(intervista di Alessandro Bianchi)
“Se vogliamo che tutto rimanga come è, bisogna che tutto
cambi”. Le elezioni europee viste come un terremoto da molti commentatori
si possono riassumere in estrema sintesi con altri cinque anni di
"maggioranza Ursula" pronta a continuare il suo viaggio verso il
baratro dell'Armageddon, fedele ai dettami dei padroni di
Washington. "L’esito di tali elezioni - riassumibile nella
nozione di funesta stabilità - conferma, in buona sostanza, il cupo declino
filosofico-valoriale dei popoli del vecchio (in ogni senso) continente", dichiara
ad "Egemonia" l'Ambasciatore Alberto Bradanini, una delle nostre
bussole di riferimento costanti nei frastornati e difficili tempi attuali.
A lui abbiamo chiesto un commento sulle forze di estrema destra in ascesa,
l'astensionismo e i margini di costruzione di una forza di reale cambiamento
nel vecchio continente. "Non v’è dubbio che per assicurarsi il
controllo sulle scelte dei paesi vassalli l’egemonia plutocratica americana si
serve della Nato, una struttura un tempo difensiva, oggi di aggressione, a
tutela degli interessi Usa, che condiziona in modo sistemico le scelte dei
paesi colonizzati, selezionandone i ceti politici". E questa
egemonia non si contrasta certo con il melonismo (italiano, francese o tedesco
che sia) o l'astensione, ma con un "faticoso percorso di
conoscenza e consapevolezza, avendo fede nel convincimento (da non intendersi in
termini presuntuosi) che nella storia ha motivato tanti uomini di buona
volontà" per gettare le basi per un reale cambiamento.
L'INTERVISTA COMPLETA:
Ambasciatore, i principali vincitori delle elezioni europee sono
sicuramente le destre estreme e l’astensione. Nulla dovrebbe cambiare con la
famigerata “maggioranza Ursula” a guidare il timone verso il baratro
dell’Armageddon contro la Russia. È lo scenario che si aspettava?
L’esito di tale sceneggiata non è stata certo una sorpresa. Del
resto, se le elezioni servissero a qualcosa, affermava A.
Bierce, le avrebbero già abolite. Serviranno dunque a ben poco
anche quelle europee dell’anno 2024. È bene infatti non dimenticare che
l’Europa costituisce un’indistinta mescolanza di paesi vassalli dell’impero americano
(di cui è figlia primogenita!) e che il Parlamento Europeo è un finto
Parlamento, occupandosi di diverse e inutili questioni, ma non di quella
principale, fare le leggi: il suo incarico principale è invece quello di
garantire un ottimo impiego a 720 individui altrimenti a rischio
disoccupazione. L’esito di tali elezioni - riassumibile nella nozione di funesta stabilità -
conferma in buona sostanza il cupo declino filosofico-valoriale dei popoli del
vecchio (in ogni senso) continente. Alla luce di ciò, in nome dei principi di
convivenza pacifica, democrazia ed equità sociale, dovremmo tutti gridare: viva
l’instabilità! Purtroppo, dunque, dalle urne non è sortito alcun impulso
virtuoso a favore del mondo del lavoro, dei beni pubblici, della sovranità
costituzionale e della pace. Si continuerà a morire in Ucraina e in Palestina
(ammesso che l’Europa potesse fare qualche differenza) e a coloro che hanno
confermato tali inverecondi ceti politici, di tutto ciò nulla è importato.

Informazioni estratte
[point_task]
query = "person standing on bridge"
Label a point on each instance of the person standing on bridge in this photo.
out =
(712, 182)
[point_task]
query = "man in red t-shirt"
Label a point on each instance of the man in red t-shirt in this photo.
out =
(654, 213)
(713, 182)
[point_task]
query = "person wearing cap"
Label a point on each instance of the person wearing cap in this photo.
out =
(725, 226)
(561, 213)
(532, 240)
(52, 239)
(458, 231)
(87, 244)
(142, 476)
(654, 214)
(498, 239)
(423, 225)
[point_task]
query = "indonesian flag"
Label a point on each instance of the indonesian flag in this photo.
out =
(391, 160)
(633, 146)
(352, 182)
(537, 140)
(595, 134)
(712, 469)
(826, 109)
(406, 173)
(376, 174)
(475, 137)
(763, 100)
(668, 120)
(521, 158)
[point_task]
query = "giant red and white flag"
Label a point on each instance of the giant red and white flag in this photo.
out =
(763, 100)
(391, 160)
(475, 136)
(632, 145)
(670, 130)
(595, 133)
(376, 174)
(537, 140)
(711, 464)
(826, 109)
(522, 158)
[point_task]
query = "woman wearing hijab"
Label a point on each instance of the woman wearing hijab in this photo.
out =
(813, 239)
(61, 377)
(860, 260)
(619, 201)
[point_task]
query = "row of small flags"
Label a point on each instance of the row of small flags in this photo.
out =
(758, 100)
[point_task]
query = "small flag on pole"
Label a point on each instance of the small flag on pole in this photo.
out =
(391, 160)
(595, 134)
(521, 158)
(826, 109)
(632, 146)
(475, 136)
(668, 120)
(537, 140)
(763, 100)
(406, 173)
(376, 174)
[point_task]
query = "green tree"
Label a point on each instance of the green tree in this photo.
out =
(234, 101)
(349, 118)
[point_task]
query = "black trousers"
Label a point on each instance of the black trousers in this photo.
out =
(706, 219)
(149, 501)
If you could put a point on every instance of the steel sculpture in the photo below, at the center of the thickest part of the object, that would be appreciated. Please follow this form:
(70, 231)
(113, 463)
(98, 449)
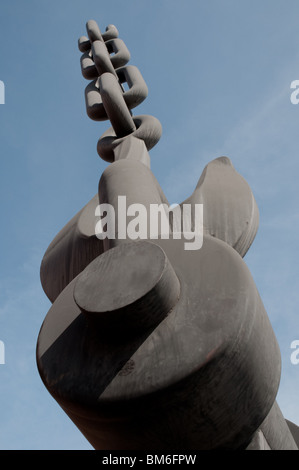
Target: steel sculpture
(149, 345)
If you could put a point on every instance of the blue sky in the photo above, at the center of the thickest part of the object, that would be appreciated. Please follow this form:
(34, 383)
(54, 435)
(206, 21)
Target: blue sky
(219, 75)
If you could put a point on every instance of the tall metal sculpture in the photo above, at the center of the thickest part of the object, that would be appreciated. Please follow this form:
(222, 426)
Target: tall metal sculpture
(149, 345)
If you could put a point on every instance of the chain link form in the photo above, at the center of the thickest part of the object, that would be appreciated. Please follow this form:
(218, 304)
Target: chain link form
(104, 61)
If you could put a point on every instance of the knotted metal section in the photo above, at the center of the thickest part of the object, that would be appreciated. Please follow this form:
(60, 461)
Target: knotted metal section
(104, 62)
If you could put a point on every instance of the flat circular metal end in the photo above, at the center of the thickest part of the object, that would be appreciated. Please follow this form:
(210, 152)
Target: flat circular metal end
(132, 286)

--

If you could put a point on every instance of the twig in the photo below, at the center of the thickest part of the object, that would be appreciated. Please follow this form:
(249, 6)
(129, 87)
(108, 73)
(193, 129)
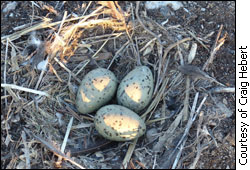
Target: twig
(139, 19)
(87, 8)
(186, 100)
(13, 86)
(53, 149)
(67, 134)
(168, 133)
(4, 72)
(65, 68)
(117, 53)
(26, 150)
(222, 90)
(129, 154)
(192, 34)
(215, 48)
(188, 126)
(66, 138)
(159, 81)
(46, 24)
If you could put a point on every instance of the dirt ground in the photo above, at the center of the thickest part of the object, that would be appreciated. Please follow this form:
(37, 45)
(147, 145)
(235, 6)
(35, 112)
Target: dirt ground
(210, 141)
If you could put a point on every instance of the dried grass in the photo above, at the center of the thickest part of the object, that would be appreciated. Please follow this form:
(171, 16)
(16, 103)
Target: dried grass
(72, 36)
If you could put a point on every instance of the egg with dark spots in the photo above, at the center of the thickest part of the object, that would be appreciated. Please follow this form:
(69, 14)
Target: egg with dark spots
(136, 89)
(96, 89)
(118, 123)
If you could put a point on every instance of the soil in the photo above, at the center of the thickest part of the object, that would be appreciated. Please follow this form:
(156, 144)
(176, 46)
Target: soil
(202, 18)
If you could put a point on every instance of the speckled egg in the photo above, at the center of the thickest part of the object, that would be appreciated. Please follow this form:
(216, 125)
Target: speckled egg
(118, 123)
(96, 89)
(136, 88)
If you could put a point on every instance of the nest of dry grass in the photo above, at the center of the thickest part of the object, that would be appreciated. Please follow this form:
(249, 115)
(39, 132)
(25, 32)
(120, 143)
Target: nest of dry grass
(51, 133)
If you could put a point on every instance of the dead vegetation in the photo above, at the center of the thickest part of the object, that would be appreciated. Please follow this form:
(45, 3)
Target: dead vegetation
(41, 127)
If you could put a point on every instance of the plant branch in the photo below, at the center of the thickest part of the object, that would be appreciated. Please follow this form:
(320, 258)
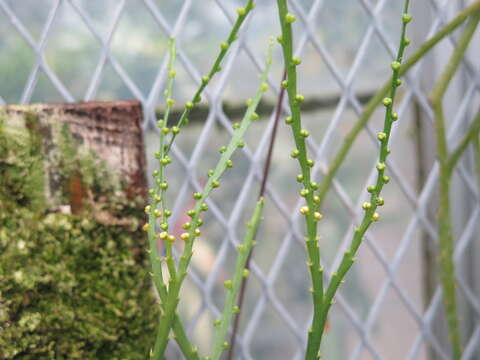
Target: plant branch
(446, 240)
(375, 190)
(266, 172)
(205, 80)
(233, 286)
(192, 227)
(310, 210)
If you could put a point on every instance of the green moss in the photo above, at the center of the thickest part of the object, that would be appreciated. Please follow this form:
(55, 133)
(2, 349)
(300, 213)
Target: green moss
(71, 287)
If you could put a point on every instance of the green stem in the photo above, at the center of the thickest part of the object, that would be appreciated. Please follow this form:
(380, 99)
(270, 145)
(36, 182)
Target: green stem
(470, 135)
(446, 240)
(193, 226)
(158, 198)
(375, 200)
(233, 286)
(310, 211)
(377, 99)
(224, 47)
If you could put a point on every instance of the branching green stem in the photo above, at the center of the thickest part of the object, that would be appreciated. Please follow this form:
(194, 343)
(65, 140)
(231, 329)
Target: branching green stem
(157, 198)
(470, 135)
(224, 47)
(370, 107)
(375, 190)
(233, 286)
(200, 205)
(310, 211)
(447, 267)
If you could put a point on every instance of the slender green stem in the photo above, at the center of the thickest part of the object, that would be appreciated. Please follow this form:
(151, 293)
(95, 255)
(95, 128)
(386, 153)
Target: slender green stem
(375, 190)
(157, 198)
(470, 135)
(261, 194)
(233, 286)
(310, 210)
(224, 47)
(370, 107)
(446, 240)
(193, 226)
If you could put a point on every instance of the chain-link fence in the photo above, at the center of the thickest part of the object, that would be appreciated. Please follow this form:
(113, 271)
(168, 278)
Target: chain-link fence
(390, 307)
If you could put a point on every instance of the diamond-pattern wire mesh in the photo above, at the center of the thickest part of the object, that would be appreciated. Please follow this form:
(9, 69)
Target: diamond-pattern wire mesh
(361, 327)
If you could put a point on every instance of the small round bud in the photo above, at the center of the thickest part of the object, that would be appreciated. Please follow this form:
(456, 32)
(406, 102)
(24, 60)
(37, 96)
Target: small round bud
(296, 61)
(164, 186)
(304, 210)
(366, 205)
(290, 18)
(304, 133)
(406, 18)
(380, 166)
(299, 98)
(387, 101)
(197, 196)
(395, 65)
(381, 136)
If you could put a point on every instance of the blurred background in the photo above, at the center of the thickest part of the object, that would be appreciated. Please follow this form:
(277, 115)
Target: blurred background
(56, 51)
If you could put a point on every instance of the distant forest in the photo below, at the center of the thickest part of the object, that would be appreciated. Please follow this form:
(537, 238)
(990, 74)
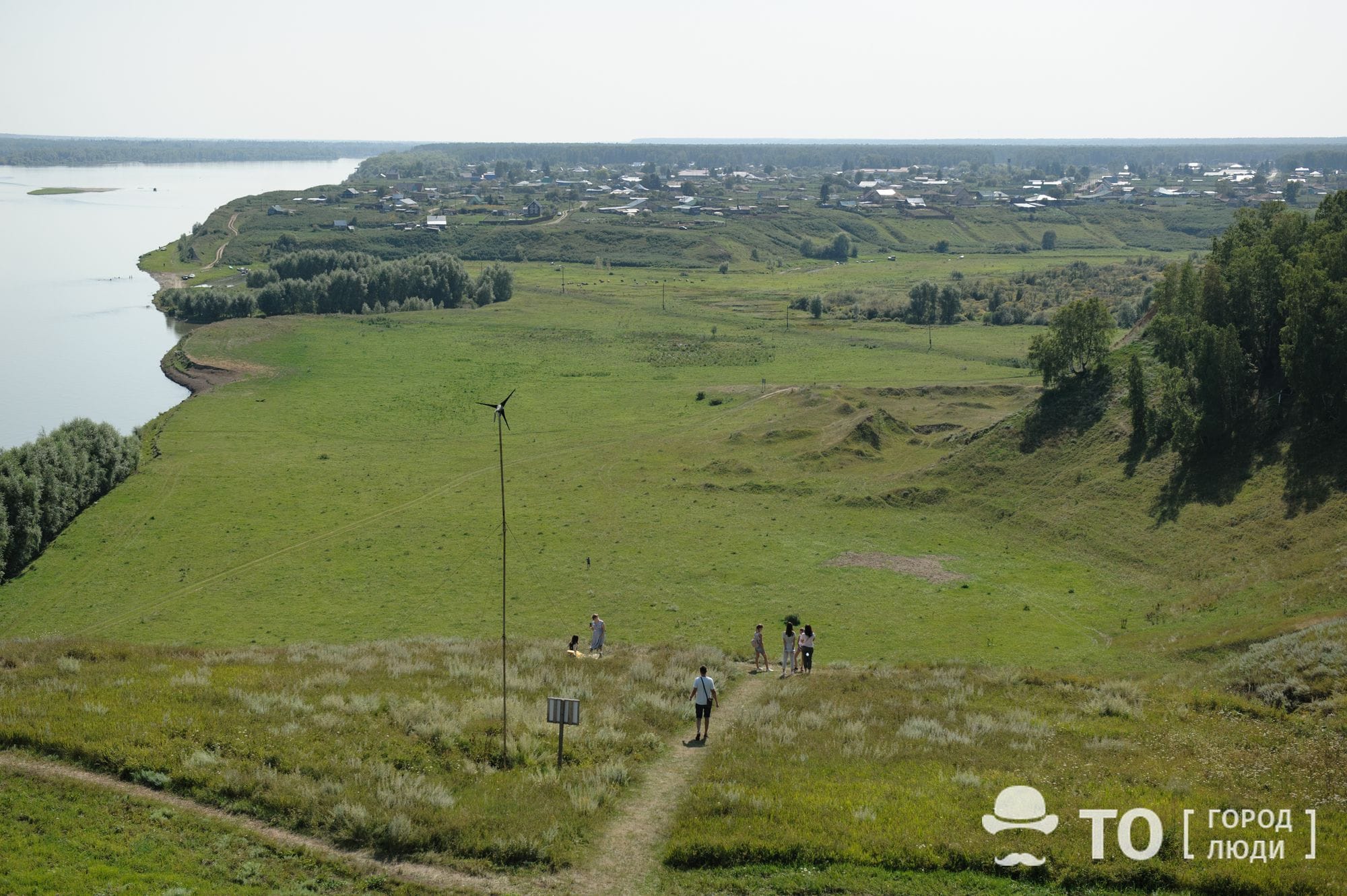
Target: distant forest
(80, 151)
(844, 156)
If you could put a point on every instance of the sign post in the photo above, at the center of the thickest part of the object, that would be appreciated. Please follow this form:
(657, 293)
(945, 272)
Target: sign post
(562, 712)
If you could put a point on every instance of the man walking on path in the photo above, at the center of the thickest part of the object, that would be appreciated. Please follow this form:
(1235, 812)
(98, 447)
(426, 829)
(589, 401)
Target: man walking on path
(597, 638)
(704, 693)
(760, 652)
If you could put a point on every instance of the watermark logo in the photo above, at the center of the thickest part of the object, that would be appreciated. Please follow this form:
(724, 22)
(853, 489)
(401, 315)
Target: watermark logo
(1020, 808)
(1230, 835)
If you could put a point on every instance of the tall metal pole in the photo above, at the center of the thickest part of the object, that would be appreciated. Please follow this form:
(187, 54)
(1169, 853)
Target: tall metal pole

Compiti da svolgere
1. Per favore, spiega in una o due frasi perché, secondo il brano, l'Ambasciatore definisce il Parlamento Europeo un «finto Parlamento».
2. Trascrivi dal brano, senza cambiare nulla, tutto il testo che va da «A lui abbiamo» fino a «un reale cambiamento.».

Risposte ai compiti
1. Lo definisce un finto Parlamento perché si occupa di diverse e inutili questioni, ma non di quella principale, cioè fare le leggi. Il suo incarico principale sarebbe invece garantire un ottimo impiego a 720 individui altrimenti a rischio disoccupazione.

2.
A lui abbiamo chiesto un commento sulle forze di estrema destra in ascesa,
l'astensionismo e i margini di costruzione di una forza di reale cambiamento
nel vecchio continente. "Non v’è dubbio che per assicurarsi il
controllo sulle scelte dei paesi vassalli l’egemonia plutocratica americana si
serve della Nato, una struttura un tempo difensiva, oggi di aggressione, a
tutela degli interessi Usa, che condiziona in modo sistemico le scelte dei
paesi colonizzati, selezionandone i ceti politici". E questa
egemonia non si contrasta certo con il melonismo (italiano, francese o tedesco
che sia) o l'astensione, ma con un "faticoso percorso di
conoscenza e consapevolezza, avendo fede nel convincimento (da non intendersi in
termini presuntuosi) che nella storia ha motivato tanti uomini di buona
volontà" per gettare le basi per un reale cambiamento.